# WHAT THE TASK ASKS
To complete this task, print all the data below exactly but leave out the images.

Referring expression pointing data
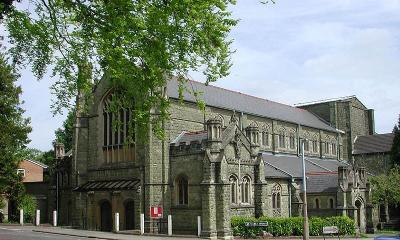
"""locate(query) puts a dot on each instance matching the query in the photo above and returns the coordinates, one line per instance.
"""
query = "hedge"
(29, 205)
(290, 226)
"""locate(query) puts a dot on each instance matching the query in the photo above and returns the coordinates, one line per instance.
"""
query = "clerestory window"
(182, 190)
(246, 190)
(234, 189)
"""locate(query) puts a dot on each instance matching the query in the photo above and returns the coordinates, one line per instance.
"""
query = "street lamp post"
(305, 214)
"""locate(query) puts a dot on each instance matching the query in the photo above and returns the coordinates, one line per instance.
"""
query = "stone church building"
(238, 158)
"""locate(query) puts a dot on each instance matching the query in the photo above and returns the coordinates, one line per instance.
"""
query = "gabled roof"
(37, 163)
(188, 137)
(109, 185)
(322, 183)
(346, 98)
(231, 100)
(321, 173)
(377, 143)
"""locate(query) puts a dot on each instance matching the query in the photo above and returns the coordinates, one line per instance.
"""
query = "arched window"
(182, 190)
(246, 190)
(234, 187)
(317, 203)
(331, 203)
(116, 130)
(276, 196)
(292, 142)
(265, 138)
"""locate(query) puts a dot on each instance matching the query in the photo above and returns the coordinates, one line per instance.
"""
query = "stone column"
(209, 228)
(260, 189)
(370, 228)
(91, 214)
(115, 203)
(297, 202)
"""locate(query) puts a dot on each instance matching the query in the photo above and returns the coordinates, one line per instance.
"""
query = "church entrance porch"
(360, 215)
(105, 216)
(130, 215)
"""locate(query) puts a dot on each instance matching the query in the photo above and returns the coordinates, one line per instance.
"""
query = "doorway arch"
(129, 215)
(105, 216)
(358, 205)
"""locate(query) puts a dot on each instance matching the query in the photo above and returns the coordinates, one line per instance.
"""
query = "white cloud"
(294, 51)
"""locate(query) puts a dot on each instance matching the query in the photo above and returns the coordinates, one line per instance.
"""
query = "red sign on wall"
(156, 212)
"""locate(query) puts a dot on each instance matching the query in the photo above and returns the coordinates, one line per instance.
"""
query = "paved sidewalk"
(91, 234)
(124, 236)
(104, 235)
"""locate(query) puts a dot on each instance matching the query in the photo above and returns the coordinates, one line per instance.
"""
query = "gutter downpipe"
(290, 196)
(305, 213)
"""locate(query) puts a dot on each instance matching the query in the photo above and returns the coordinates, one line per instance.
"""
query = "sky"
(290, 52)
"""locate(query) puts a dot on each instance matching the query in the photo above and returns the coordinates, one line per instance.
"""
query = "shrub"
(29, 205)
(290, 226)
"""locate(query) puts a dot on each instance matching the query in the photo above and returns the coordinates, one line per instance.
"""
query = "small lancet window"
(234, 189)
(246, 190)
(182, 191)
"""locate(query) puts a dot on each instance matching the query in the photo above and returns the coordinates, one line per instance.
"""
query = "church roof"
(377, 143)
(227, 99)
(322, 183)
(346, 98)
(321, 173)
(109, 185)
(189, 137)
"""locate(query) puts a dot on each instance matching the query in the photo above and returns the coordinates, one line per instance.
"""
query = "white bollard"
(198, 226)
(37, 217)
(169, 225)
(116, 222)
(21, 217)
(54, 218)
(141, 224)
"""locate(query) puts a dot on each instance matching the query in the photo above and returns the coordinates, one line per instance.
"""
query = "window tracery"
(116, 130)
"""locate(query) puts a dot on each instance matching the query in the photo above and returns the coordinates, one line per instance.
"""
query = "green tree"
(5, 7)
(385, 187)
(395, 151)
(29, 153)
(14, 132)
(64, 134)
(137, 45)
(46, 157)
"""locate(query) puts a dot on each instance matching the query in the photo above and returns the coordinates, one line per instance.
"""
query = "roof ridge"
(316, 164)
(37, 163)
(265, 162)
(246, 94)
(325, 100)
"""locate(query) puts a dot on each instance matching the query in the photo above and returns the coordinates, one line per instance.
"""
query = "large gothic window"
(265, 138)
(116, 130)
(331, 203)
(276, 200)
(246, 190)
(292, 142)
(234, 188)
(333, 149)
(182, 190)
(276, 196)
(306, 145)
(281, 139)
(317, 206)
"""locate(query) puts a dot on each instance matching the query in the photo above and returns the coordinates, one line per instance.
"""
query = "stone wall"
(375, 163)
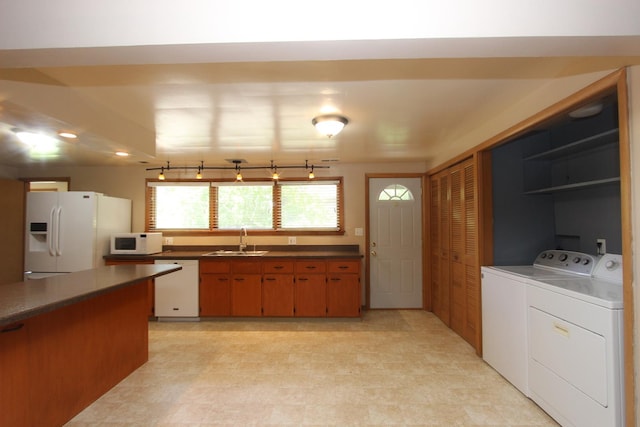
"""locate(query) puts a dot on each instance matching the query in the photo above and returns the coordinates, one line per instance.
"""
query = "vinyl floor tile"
(390, 368)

# RESPONSE TO THIS EXERCISE
"""locate(query) puts a dot on each instance matching the query in the photo above and returns the coordinates, one line per instance.
"""
query = "hedge"
(29, 205)
(290, 226)
"""locate(query) puts a dot on each instance matching the query in the photo above and returns the coordinates, one line per instance.
"""
query = "clerestory window"
(182, 190)
(246, 190)
(234, 189)
"""locate(query) puts a dot on each instance matching the query in the photo above and returns the coordinates, one line per instance.
"""
query = "street lamp post"
(305, 214)
"""locate(query) puts a dot on each instance matching the query in the photo above and returns the coordinates, one line per instance.
"""
query = "stone church building"
(238, 158)
"""locate(query) puts a dot on each instance matching the query in the photo above and returns the coordinates, one line per instance.
"""
query = "gabled roof"
(37, 163)
(188, 137)
(109, 185)
(322, 183)
(346, 98)
(231, 100)
(321, 173)
(377, 143)
"""locate(query) puts a dot on each instance matching the query in the photo above and returns the coordinates, one line per instance.
"""
query = "arched window"
(182, 190)
(246, 190)
(234, 187)
(317, 203)
(331, 203)
(116, 130)
(276, 196)
(292, 142)
(265, 138)
"""locate(query) puts a dot on each instance matching the query in the photo above and returns the coordinates, one line per instance.
"""
query = "stone column"
(209, 228)
(260, 189)
(370, 228)
(91, 214)
(115, 203)
(297, 202)
"""locate(query) puts a dot on each instance matching the query in the photo above and returns the coordinates, one line per instance.
"""
query = "church entrance porch"
(360, 215)
(105, 216)
(130, 215)
"""locate(query) puts a dot on each instance matching the query in the photo above and returns the coordinates, one line per instance.
"""
query = "doorway arch"
(129, 215)
(105, 216)
(358, 205)
"""locate(query) puts a dot on each instance matching the query in the photo above and returns the coordinates, one line per instance.
"""
query = "white cloud"
(294, 51)
"""locate(query) puts a dot on each instance matching the query in the photo above and returns the coordinates, one line per instance.
"""
query = "red sign on wall"
(156, 212)
"""locate(query) puts a dot on each instance matching the query in the photo above and returns the coordinates, one line per instance.
"""
query = "paved sidewalk"
(91, 234)
(124, 236)
(104, 235)
"""locate(query) puts a dot on each instance matching the query in the photo above and returns the coordinates, one line per instance.
"""
query = "gutter downpipe"
(290, 196)
(305, 213)
"""locate(query) puts a dot on each instance matching the query in the photo above and returns the coordinates, one line per instance.
"""
query = "sky"
(290, 52)
"""locate(query) puts a dot on each instance matching the query in the photo above and returns the coordinates, one line per instance.
"""
query = "shrub"
(29, 205)
(290, 226)
"""locate(query) puts a dot on each instance matching the query in the photo above and returns the coordinates, one line per instance.
"""
query = "small lancet window"
(234, 189)
(246, 190)
(182, 191)
"""locate(query) puts a dot on each instance matching the query in the photo above and returns the coordinates, one line per instance.
"""
query = "church roof"
(377, 143)
(227, 99)
(322, 183)
(346, 98)
(321, 173)
(109, 185)
(189, 137)
"""locate(query) puts a dot on each instance matching the query in the photo above and returns the coordinates, one line per instance.
"""
query = "white bollard"
(198, 226)
(37, 217)
(169, 225)
(116, 222)
(21, 217)
(54, 218)
(141, 224)
"""locate(query) puts a dot on each instance matching the query in the photo above and returns the coordinates, one line per instance.
"""
query = "window tracery"
(116, 130)
"""locate(query) puts a dot on each instance matching the query in the photo above and returns the coordinates, one line per instance.
"""
query = "green tree"
(5, 7)
(385, 187)
(395, 151)
(29, 153)
(14, 132)
(64, 134)
(137, 45)
(46, 157)
"""locate(query) puts a dot on each instance matching the query in the photo above and returns the coordinates, one line per instance.
"""
query = "roof ridge"
(316, 164)
(37, 163)
(265, 162)
(246, 94)
(325, 100)
"""locate(query) puts a dot on each instance matching the query in the photo above and returns the coordinates, one line per instance.
"""
query = "large gothic window"
(265, 138)
(116, 130)
(331, 203)
(276, 200)
(246, 190)
(292, 142)
(234, 188)
(333, 149)
(182, 190)
(276, 196)
(306, 145)
(281, 139)
(317, 206)
"""locate(query) puts a dot on each instance matching the query in the photo above and returns the coordinates, one line per instance.
"""
query = "stone wall"
(375, 163)
"""locate(query) puts a dot on each instance matching the query in the photo above and returns the coordinates, one line per instance.
"""
query = "vinyl floor tile"
(390, 368)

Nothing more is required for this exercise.